▶ **WHAT IS ASKED**
**1)** Using the interview excerpt below, say whether each statement agrees with it: (a) Sage had 14,000 people worldwide. (b) Sales operations at Sage had existed for about 30 years when Simon arrived. (c) Simon worked at Sage for two years. Answer each with yes or no and quote the deciding words.
**2)** According to the interview excerpt below, how many people were in sales operations at Go Carlos when Simon joined?
**3)** Carry on the interview excerpt below from the point where it stops.

▶ **SELECTED TEXT**
****************************************
Simon: No, I went to Sage, so I think most people know Sage, yes, 14,000 people, globally, actually our sales ops team was bigger than the one at RS Components but again, it was similar in that sales ops didn’t exist at Sage. Although they were 30 years old, it was only set up about six months before I joined and they did the same exercise, they went around the business and pulled everyone together and they ended up with 300 people, but it was because Sage was so big and so complex it was ground for acquisition, so then we looked at how do we build out what is the right sales operations structure. Do you know what? I miss that craziness of a start-up in a scale up, being a 14,000 person company, so I spent a year there before moving on to Go Carlos.
Interviewer: When you joined to Go Carlos, how many sales op people and how many sales people?
Simon: Go Carlos, when I joined there were two people in sales operations but neither of them– for both of them that was their first ever role in sales operations.
Interviewer: If you Google Joe Gates Editor, you’ll see Joe’s interview with [unintelligible 00:06:10]
Simon: Joe was an SDR at Go Carlos, which was his first proper job post-university in a commercial world. He was an SDR and then he transitioned at Go Carlos into sales ops. We’ve got another guy Chris, that had just moved over from the US and had done some territory management design work previously and various other analytical roles and ended up in sales operations. My role was to go in and build out a more robust, more scalable function as Go Carlos was scaling so quickly.
****************************************
▶ **LISTING**

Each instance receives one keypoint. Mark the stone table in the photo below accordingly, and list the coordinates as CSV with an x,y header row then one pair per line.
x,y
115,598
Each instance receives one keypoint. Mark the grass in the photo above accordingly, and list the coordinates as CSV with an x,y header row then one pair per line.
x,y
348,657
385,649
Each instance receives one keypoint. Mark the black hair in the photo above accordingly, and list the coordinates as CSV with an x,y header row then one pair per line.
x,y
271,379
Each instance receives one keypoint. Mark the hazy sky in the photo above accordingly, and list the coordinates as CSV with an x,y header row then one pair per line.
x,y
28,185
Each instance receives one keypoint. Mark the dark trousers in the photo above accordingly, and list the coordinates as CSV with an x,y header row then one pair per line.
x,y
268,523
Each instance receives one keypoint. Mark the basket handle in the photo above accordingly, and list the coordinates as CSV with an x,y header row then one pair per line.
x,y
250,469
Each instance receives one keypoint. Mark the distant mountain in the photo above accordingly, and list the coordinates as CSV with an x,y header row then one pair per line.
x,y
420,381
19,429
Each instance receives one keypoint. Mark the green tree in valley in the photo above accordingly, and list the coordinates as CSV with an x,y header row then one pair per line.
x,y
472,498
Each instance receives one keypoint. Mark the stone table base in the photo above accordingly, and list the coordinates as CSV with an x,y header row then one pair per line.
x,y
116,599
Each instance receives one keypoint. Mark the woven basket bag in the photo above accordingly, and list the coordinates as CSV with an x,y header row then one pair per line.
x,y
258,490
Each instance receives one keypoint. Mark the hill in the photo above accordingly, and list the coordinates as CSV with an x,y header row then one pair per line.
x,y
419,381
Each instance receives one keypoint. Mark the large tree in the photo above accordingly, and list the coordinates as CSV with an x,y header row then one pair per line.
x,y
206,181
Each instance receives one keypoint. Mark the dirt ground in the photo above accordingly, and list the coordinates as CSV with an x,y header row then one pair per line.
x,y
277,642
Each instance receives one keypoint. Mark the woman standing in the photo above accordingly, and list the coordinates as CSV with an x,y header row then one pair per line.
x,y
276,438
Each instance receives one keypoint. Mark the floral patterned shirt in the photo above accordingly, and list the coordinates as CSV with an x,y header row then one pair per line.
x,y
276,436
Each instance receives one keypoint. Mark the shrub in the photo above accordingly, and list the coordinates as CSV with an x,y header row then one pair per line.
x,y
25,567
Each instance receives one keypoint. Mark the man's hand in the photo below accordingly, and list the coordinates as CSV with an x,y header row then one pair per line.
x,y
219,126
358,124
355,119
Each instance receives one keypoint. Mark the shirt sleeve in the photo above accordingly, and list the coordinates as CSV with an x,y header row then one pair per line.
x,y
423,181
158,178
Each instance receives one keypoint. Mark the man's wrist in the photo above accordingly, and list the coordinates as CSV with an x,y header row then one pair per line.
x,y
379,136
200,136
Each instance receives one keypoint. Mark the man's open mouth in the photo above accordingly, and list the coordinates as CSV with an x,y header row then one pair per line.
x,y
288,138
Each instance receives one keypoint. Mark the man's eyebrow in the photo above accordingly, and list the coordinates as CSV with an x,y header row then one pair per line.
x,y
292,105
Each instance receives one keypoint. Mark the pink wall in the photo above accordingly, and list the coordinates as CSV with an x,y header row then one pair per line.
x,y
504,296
****************************************
▶ **TASK RESPONSES**
**1)**
(a) Yes: "14,000 people, globally"
(b) No: "it was only set up about six months before I joined"
(c) No: "I spent a year there before moving on to Go Carlos."

**2)** Two people.

**3)**
Interviewer: Now, how many people are in the sales ops team?
Simon: Including myself, we’ve got seven in sales ops and sales enablement.
Interviewer: Roughly how many sales are excuted [unintelligible 00:06:50]
Simon: At the moment I would say around 90. We cover the SDRs, MDRs, AEs Partnerships as well. We support many other functions around the business but that’s our core scope.
Interviewer: You’re talking about a one to 12 and a half ratio there. Do you think that’s all right or you’re looking to hire some more?
Simon: We’re looking to hire some more people ideally next year to offer us a couple of aspects because we cover the enablement side as well, because we hire so many people we didn’t want to bring in a dedicated trainer to with with our sales enablement manager in the function. As we started doing more complex deals we need to bring in someone from to support from a dual desk perspective and really help us drive the contracts through the business and take some of the strain off the sales guys. Also, the lawyers and finance have pulled that together as a dual desk function.
Interviewer: Nice. Can we shift now to the text app you’re using at Go Carlos?
Simon: Yes. Most things. I think we’re a typical startup scale-up where you don’t have any money. Then also we’ve got a bit of money so you go and buy everything. Because a sales op function didn’t really exist, everyone that wanted something just went and bought whatever they wanted and everybody just put it on a company credit card or they started the [unintelligible 00:08:10] We have a lot of technology so one of my tasks is about decommissioning that. We base ourself on the Salesforce platform. Salesforce is our hub and we use as much that is a native Salesforce for us. Some of our key pieces of software are obviously Salesforce, New Voice media from a telephony perspective. At the moment we use Yeswear for our email campaign and sequencing. We use Einstein analytics, we’ve just launched in partner communities. We’re really embedded in Salesforce and everything else links to it.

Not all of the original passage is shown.